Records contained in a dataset
──────────

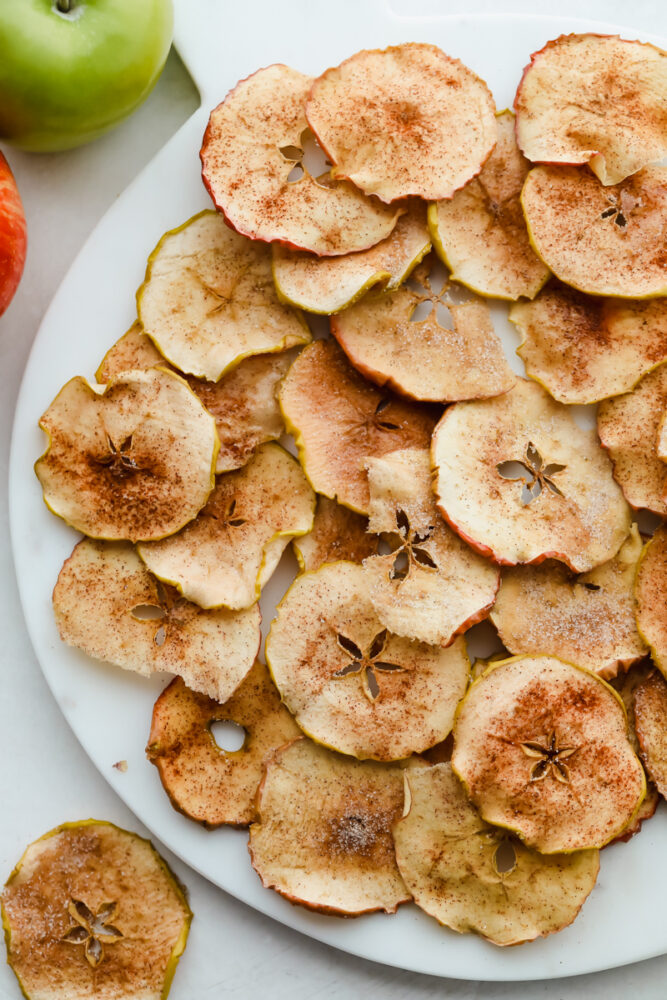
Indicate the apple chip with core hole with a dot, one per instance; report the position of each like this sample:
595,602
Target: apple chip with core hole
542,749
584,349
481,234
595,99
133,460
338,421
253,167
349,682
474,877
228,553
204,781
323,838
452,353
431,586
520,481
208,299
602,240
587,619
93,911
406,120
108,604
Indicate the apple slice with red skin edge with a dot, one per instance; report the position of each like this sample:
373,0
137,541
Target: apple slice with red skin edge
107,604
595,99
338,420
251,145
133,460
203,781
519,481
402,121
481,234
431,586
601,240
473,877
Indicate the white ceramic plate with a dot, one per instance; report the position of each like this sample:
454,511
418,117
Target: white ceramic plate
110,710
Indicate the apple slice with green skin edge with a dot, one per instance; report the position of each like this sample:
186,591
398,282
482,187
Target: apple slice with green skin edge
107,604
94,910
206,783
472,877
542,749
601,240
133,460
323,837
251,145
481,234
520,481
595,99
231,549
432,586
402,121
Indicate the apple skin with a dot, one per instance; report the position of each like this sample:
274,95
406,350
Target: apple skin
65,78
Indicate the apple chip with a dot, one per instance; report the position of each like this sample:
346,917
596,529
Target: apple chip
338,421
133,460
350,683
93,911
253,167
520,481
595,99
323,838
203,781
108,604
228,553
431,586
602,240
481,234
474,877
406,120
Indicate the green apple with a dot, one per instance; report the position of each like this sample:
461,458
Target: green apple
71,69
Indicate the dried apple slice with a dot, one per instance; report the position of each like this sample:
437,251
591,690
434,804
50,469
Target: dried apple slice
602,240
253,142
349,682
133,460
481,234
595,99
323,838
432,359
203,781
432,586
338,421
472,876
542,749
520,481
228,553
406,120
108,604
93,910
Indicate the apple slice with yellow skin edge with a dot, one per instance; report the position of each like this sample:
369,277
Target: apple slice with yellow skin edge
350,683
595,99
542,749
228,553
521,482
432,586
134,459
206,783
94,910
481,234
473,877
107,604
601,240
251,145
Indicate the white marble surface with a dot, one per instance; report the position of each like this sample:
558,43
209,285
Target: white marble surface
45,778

──────────

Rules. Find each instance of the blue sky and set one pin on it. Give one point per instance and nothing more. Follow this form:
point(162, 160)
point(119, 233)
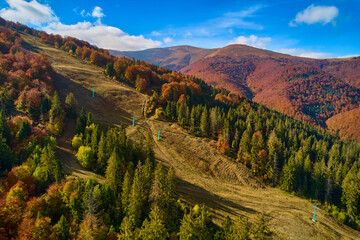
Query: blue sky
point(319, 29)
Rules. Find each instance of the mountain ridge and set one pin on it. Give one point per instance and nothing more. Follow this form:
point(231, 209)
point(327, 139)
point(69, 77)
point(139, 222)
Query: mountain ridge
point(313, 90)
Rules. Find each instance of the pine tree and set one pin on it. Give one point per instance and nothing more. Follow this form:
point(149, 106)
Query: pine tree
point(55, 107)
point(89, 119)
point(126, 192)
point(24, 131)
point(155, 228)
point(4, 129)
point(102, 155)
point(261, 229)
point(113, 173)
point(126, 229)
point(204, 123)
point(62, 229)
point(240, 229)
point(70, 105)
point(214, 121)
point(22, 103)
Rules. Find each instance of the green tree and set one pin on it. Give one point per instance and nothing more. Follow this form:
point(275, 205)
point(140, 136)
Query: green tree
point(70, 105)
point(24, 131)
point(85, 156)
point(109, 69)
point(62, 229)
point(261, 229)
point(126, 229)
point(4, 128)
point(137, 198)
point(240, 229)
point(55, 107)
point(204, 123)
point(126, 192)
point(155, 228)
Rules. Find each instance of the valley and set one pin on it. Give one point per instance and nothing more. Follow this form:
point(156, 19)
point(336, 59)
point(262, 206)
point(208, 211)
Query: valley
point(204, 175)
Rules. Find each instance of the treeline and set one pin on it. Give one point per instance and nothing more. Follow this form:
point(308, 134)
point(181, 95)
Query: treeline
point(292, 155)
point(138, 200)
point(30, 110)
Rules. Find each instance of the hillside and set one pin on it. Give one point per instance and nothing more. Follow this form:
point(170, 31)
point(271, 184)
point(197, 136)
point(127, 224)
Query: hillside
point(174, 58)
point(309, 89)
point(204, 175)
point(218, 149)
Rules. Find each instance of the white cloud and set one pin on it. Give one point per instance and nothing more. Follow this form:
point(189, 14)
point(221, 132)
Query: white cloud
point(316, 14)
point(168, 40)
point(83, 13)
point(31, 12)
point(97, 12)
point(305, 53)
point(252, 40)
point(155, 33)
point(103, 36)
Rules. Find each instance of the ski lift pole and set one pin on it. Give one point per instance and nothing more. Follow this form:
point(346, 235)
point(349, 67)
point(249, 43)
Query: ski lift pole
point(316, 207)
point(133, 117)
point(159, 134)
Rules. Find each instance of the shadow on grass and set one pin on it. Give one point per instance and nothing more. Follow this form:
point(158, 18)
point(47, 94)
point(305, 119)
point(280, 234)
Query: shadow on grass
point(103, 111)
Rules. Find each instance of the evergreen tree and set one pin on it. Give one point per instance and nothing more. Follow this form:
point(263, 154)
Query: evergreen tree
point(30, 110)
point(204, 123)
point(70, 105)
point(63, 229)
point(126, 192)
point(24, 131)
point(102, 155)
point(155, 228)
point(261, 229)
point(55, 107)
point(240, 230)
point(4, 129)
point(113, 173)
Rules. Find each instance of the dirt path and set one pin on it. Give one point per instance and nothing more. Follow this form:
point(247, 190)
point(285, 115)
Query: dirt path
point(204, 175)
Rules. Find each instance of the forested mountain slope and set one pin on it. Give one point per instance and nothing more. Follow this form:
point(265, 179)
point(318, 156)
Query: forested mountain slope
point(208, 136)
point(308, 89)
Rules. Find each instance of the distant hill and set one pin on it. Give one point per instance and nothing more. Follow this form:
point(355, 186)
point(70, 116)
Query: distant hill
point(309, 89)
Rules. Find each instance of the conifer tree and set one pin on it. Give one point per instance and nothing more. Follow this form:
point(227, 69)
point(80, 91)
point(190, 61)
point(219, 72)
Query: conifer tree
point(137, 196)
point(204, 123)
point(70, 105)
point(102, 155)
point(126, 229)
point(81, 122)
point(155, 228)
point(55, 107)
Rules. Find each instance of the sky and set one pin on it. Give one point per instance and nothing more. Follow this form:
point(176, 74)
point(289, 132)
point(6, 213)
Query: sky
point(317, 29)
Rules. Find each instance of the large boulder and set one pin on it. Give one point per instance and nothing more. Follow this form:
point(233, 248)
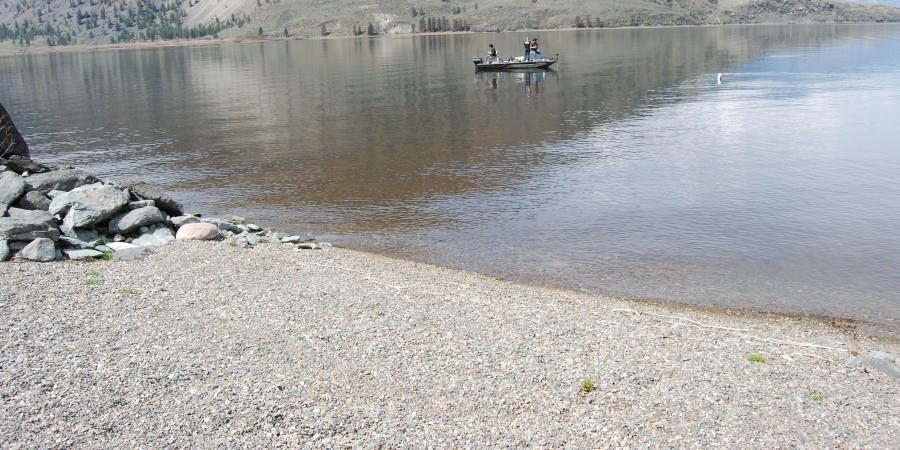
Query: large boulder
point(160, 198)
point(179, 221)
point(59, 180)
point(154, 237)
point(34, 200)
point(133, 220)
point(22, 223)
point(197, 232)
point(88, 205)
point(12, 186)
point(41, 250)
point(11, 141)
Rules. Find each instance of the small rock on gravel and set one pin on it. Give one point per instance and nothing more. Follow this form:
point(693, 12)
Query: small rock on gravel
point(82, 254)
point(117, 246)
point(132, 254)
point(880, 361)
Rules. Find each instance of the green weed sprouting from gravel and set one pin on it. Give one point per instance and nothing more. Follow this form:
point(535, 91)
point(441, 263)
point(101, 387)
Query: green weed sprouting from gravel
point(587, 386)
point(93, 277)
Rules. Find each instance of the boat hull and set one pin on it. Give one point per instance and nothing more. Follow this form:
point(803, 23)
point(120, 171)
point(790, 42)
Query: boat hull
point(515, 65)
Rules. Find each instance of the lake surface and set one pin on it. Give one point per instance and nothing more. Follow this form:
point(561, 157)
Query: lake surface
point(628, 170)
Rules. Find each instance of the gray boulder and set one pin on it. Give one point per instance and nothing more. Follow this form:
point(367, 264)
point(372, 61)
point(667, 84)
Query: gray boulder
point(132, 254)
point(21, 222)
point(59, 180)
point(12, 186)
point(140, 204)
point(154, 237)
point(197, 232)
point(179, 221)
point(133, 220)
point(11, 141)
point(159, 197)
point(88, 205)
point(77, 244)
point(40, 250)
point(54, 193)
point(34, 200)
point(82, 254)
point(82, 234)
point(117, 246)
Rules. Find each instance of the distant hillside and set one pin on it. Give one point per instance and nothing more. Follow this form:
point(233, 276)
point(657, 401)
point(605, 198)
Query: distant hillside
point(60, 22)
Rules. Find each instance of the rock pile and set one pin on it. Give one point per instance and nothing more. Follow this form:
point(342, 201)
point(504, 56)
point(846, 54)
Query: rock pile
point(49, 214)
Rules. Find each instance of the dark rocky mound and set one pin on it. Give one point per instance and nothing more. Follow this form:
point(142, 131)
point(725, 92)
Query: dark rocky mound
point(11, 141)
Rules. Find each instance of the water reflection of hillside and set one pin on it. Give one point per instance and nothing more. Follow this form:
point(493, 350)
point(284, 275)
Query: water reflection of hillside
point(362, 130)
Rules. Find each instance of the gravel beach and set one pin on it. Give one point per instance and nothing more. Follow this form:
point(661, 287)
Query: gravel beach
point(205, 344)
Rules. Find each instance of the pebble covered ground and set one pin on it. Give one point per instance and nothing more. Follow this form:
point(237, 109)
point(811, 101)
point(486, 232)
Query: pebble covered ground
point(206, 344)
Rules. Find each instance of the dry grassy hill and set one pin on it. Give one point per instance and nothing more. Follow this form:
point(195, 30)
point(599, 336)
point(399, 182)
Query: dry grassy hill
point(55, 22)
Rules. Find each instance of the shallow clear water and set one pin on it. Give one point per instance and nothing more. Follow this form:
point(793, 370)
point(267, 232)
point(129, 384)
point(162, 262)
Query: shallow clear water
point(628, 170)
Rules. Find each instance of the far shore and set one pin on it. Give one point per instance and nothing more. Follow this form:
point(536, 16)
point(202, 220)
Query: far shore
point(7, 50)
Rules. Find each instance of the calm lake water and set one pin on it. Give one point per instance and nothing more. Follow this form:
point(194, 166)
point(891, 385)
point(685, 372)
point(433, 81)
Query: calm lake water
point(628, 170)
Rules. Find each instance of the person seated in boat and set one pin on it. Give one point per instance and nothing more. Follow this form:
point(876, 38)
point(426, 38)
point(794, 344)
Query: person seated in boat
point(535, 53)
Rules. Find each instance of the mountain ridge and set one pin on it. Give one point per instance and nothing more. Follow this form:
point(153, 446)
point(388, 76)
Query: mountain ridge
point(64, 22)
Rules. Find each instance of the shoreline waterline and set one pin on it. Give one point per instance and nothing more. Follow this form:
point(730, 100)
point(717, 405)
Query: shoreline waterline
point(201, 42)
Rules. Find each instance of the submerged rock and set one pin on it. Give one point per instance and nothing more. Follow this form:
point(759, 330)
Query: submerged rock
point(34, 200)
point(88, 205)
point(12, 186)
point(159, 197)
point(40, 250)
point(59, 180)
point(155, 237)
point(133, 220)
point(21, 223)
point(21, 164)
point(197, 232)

──────────

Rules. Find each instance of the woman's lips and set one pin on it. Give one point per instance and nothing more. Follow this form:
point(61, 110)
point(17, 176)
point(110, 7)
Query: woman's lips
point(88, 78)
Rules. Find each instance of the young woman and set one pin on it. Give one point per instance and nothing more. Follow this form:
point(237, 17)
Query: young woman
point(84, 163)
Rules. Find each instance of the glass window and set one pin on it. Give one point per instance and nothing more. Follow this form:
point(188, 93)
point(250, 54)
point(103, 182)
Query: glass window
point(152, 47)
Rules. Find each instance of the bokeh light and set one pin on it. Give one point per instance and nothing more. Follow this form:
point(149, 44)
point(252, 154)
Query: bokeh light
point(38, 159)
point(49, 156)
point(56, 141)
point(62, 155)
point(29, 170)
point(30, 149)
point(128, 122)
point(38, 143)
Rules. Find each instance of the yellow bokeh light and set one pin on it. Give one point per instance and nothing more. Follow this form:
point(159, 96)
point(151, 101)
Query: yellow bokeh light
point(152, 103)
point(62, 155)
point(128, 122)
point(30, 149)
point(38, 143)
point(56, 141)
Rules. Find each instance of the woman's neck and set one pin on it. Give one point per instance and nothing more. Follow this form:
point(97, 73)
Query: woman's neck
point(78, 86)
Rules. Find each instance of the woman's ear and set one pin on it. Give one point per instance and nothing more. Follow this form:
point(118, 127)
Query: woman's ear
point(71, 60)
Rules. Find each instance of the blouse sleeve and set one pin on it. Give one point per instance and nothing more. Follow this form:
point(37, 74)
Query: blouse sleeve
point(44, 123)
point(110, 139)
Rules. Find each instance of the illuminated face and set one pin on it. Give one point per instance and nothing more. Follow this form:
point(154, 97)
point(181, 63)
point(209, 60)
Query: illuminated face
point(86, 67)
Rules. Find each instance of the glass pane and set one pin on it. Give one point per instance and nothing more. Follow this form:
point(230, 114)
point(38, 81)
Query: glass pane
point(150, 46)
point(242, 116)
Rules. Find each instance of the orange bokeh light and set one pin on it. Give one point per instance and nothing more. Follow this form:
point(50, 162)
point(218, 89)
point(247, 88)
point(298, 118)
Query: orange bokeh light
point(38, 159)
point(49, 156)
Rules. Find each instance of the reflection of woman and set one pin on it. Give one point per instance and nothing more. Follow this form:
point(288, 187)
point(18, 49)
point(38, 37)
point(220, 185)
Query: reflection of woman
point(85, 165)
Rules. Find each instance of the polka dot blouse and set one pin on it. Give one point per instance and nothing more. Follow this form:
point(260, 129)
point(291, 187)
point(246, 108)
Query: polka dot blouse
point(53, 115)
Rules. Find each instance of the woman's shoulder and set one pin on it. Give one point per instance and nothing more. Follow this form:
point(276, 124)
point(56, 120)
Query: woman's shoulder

──────────

YOUR ASSIGNMENT: Write down, word for word, the lines above from the one containing "point(280, 234)" through the one containing "point(289, 132)", both ends included.

RESPONSE:
point(280, 234)
Query: shadow on grass
point(103, 111)
Rules. Find each instance of the evergreen tree and set one pin on it. Give one point per instance and nothing more. Follow this form:
point(263, 154)
Query: evergreen tree
point(30, 110)
point(204, 123)
point(70, 105)
point(63, 229)
point(126, 192)
point(24, 131)
point(102, 155)
point(155, 228)
point(261, 229)
point(55, 107)
point(240, 230)
point(4, 129)
point(113, 173)
Rules. Find each instance of the dirt path and set one pin on it. Give one point per instance and nothing more. Follow this form:
point(247, 190)
point(285, 115)
Query: dirt path
point(204, 175)
Rules. Find each instance of the forested mountain slope and set one pin on it. Give one point per instance and nothing more. Follow this form:
point(265, 179)
point(318, 156)
Query: forested mountain slope
point(208, 136)
point(308, 89)
Rules. Find each instance of the distant hill and set one pin on it. Give one point per instance and nothing more. Follow this form:
point(355, 186)
point(70, 116)
Query: distant hill
point(309, 89)
Rules. Find each instance of the conifer tree and set one pin on it. Give one point per instance and nothing more. Follow this form:
point(227, 69)
point(80, 91)
point(190, 61)
point(219, 72)
Query: conifer tree
point(137, 196)
point(204, 123)
point(70, 105)
point(102, 155)
point(126, 229)
point(81, 122)
point(155, 228)
point(55, 107)
Rules. Find each instance of the sky and set one pin on it. Give one point per instance and nothing more. Follow this form:
point(176, 74)
point(289, 132)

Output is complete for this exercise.